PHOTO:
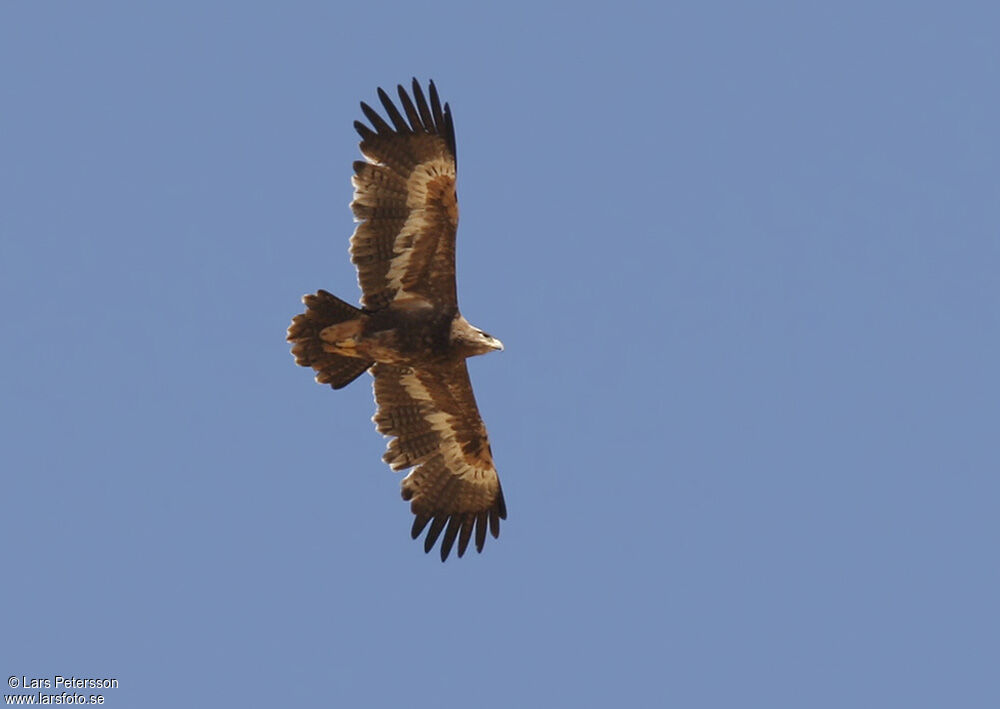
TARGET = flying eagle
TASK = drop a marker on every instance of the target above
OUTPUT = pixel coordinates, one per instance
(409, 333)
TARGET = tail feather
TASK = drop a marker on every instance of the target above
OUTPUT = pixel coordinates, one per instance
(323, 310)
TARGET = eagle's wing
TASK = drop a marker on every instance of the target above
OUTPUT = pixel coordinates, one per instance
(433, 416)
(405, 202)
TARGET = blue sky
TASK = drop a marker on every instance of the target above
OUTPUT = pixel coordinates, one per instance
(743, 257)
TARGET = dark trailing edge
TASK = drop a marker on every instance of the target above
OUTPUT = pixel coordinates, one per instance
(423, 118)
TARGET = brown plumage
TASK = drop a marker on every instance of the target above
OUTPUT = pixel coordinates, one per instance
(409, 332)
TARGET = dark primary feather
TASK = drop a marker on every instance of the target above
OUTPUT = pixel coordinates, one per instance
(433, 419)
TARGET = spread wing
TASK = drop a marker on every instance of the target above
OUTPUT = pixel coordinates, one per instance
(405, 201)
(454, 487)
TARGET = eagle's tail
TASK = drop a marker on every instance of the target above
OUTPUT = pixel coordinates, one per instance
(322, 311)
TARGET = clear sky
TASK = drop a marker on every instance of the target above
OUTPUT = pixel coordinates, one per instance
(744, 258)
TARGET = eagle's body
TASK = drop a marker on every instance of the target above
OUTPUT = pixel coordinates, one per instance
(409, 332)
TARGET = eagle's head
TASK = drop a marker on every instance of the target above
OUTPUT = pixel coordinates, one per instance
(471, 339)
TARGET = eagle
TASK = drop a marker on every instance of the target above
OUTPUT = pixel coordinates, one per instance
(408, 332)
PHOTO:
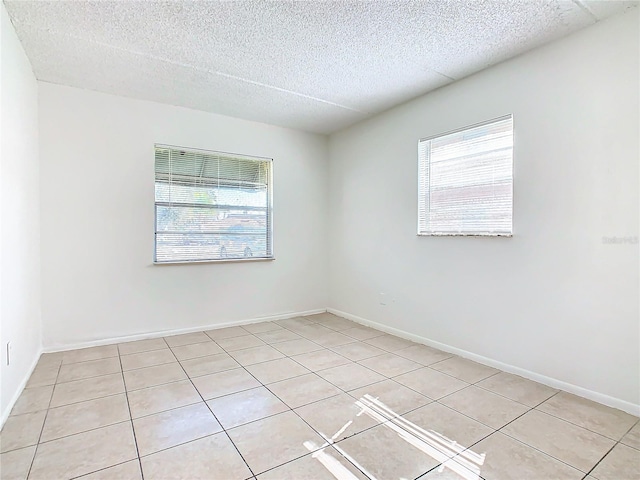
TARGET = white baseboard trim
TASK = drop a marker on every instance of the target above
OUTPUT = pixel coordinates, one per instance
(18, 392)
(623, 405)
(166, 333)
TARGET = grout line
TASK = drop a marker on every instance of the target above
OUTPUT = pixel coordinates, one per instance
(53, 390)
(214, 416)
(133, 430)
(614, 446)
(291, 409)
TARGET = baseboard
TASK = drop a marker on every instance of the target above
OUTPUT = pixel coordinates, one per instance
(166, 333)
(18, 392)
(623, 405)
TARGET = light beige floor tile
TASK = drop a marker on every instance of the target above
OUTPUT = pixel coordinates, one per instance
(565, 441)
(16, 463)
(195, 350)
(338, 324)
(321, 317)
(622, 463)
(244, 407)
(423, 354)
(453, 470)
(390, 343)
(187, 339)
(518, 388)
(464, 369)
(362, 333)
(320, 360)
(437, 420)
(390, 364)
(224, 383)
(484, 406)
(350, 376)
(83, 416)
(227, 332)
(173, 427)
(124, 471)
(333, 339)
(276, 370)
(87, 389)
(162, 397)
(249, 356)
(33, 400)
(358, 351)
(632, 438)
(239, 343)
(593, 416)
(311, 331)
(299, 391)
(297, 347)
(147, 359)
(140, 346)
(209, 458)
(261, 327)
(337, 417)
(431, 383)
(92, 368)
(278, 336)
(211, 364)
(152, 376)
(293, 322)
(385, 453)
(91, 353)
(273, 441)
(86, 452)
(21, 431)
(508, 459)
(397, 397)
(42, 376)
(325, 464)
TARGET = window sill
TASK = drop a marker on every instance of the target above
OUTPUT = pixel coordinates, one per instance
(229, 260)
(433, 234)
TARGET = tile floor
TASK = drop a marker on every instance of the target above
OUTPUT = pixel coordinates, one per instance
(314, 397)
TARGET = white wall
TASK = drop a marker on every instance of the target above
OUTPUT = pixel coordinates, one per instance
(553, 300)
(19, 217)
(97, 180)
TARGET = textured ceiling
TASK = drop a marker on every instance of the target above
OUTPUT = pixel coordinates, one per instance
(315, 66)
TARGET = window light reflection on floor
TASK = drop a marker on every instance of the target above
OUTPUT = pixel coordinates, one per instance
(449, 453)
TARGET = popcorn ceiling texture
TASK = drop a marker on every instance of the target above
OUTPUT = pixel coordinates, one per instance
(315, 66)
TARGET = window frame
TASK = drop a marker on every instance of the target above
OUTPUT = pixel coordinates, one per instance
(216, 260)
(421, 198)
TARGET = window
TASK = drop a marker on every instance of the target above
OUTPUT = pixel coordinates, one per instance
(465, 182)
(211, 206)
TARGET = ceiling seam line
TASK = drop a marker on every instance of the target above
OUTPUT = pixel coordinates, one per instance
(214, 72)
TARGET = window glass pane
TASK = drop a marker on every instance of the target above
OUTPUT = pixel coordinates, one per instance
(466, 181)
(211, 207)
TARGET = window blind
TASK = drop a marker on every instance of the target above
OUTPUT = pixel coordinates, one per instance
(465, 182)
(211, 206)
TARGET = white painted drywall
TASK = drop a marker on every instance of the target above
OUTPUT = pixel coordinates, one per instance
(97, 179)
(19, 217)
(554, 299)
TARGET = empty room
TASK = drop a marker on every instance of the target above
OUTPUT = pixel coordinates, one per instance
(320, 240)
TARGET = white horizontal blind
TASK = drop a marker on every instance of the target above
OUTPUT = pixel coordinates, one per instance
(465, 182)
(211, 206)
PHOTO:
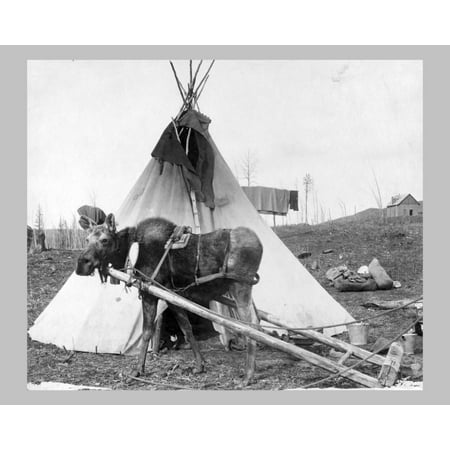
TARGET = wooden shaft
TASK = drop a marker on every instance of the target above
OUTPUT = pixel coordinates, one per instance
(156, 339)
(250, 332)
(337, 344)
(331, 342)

* **WHAT TO WORK ON**
Leave the pictures out and print the records above exactly as they stand.

* **ANSWER**
PHOTO:
TARGET = flying eagle
TASK = drop a marker on every instance of the target above
OUTPUT = pixel coordinates, one per instance
(409, 333)
TARGET = tail feather
TASK = drop a marker on every instance of the target above
OUTPUT = pixel coordinates, one per instance
(323, 310)
TARGET = eagle's wing
TASK = drop a marker on every instance of the target above
OUTPUT = pixel coordinates, one per instance
(433, 416)
(405, 202)
TARGET = blue sky
TASK = drop a marker on every instance of the target above
OUTPUT = pixel coordinates, one per instance
(743, 257)
TARGET = dark trailing edge
TASK = drop a marker on every instance of the target above
OUTPUT = pixel coordinates, one per instance
(423, 118)
TARGET = brown plumage
TASK = drop a marker on every instance of the target above
OUTPUT = pixel coordinates, one per instance
(409, 332)
TARGET = dark primary feather
TASK = drop a marker on every instance of the target above
OUTPUT = pixel coordinates, one per instance
(433, 419)
TARGET = spread wing
TASK = drop a marker on every instance of the target above
OUTPUT = pixel coordinates, one per instance
(405, 201)
(454, 487)
TARGET = eagle's tail
TASK = drop a marker on every instance of the target above
OUTPUT = pixel coordinates, one per instance
(322, 311)
TARGET = clear sky
TASK = drop a marker on every instance of the target above
OUTPUT = pixel coordinates, one per instance
(744, 258)
TARGET = eagle's body
TASK = drop a marker on every instance of the target above
OUTPUT = pixel coordinates, one per instance
(409, 332)
TARGET = eagle's head
TASK = drop a marker on every instance of the target above
OUTPUT = pixel coordinates, one per instance
(471, 339)
TARGET = eagle
TASK = drop a marker on every instance of the target above
OUTPUT = pixel coordinates, one per instance
(408, 332)
PHOTO:
TARGET = white baseboard trim
TASK = drop a marker on every instance of the target above
OUTPUT = pixel coordinates, one per instance
(18, 392)
(623, 405)
(166, 333)
TARGET = grout line
TASK = drop a marker on every instance of the target above
OUTPUT = pixel coordinates, one per instance
(53, 390)
(214, 416)
(133, 430)
(614, 446)
(291, 409)
TARGET = baseboard
TASK = drop a marker on every instance of the target above
OUTPUT = pixel coordinates, one per instance
(166, 333)
(18, 392)
(623, 405)
TARGET = light beige floor tile
TASK = drop a marker on every instance of the target above
OUTPUT = pixel coordinates, one per instance
(565, 441)
(16, 463)
(195, 350)
(338, 324)
(321, 317)
(622, 463)
(244, 407)
(423, 354)
(453, 470)
(390, 343)
(187, 339)
(518, 388)
(464, 369)
(362, 333)
(320, 360)
(437, 420)
(390, 364)
(224, 383)
(484, 406)
(350, 376)
(83, 416)
(227, 332)
(173, 427)
(124, 471)
(333, 339)
(276, 370)
(87, 389)
(162, 397)
(249, 356)
(33, 400)
(358, 351)
(632, 438)
(239, 343)
(593, 416)
(311, 331)
(299, 391)
(297, 347)
(147, 359)
(140, 346)
(209, 458)
(261, 327)
(337, 417)
(431, 383)
(92, 368)
(278, 336)
(211, 364)
(152, 376)
(293, 322)
(385, 453)
(91, 353)
(273, 441)
(86, 452)
(21, 431)
(508, 459)
(397, 397)
(42, 376)
(325, 464)
TARGET = window sill
TASK = drop a marker on every instance of the target above
OUTPUT = pixel coordinates, one per instance
(229, 260)
(433, 234)
TARGET = tile floor
TASK = drop a marker on every instance of the target above
OUTPUT = pixel coordinates, one per instance
(314, 397)
TARGET = white wall
TASK = drop a marker on every instance of the target above
OUTPUT = pixel coordinates, one per instance
(553, 300)
(19, 217)
(97, 180)
TARGET = textured ceiling
TASK = drop a marker on every instance of the target above
OUTPUT = pixel coordinates, one per instance
(315, 66)
TARGET = window light reflection on floor
TASK = drop a marker on every instance of the target above
OUTPUT = pixel coordinates, one per instance
(449, 453)
TARGET = popcorn ceiling texture
TASK = drop a marker on every instance of the target above
OUTPUT = pixel coordinates, one per instance
(315, 66)
TARGET = window frame
TASK = drop a marker on every instance of the target above
OUTPUT = pixel coordinates, one per instance
(216, 260)
(421, 198)
TARGET = window
TASK = drop a marker on every instance of the target above
OUTPUT = pixel coordinates, one per instance
(465, 182)
(211, 206)
TARGET = ceiling seam line
TASK = drop a marker on every instance of the target above
OUTPUT = pixel coordinates, one per instance
(214, 72)
TARGET = window glass pane
TASK = drop a marker on every instance of the target above
OUTPUT = pixel coordinates, one per instance
(466, 181)
(211, 207)
TARGET = window blind
TASK = drop a marker on every instance of the target above
OUTPUT = pixel coordinates, one per instance
(465, 182)
(211, 206)
TARGET = white painted drywall
TASK = drop a marker on every instance of the target above
OUTPUT = pixel coordinates, one per instance
(97, 179)
(19, 217)
(554, 299)
TARGET = empty room
TASK = drop a marker on every instance of the target above
OUTPUT = pixel coordinates, one per instance
(320, 240)
TARGET = white horizontal blind
TASK = drop a marker on every instance of the target above
OUTPUT = pixel coordinates, one per instance
(465, 182)
(211, 206)
PHOTO:
TARGET = wooden shaft
TASK = drop a marker on every instance of the target above
OUTPUT = pixel coordinates, one per instance
(156, 339)
(250, 332)
(337, 344)
(331, 342)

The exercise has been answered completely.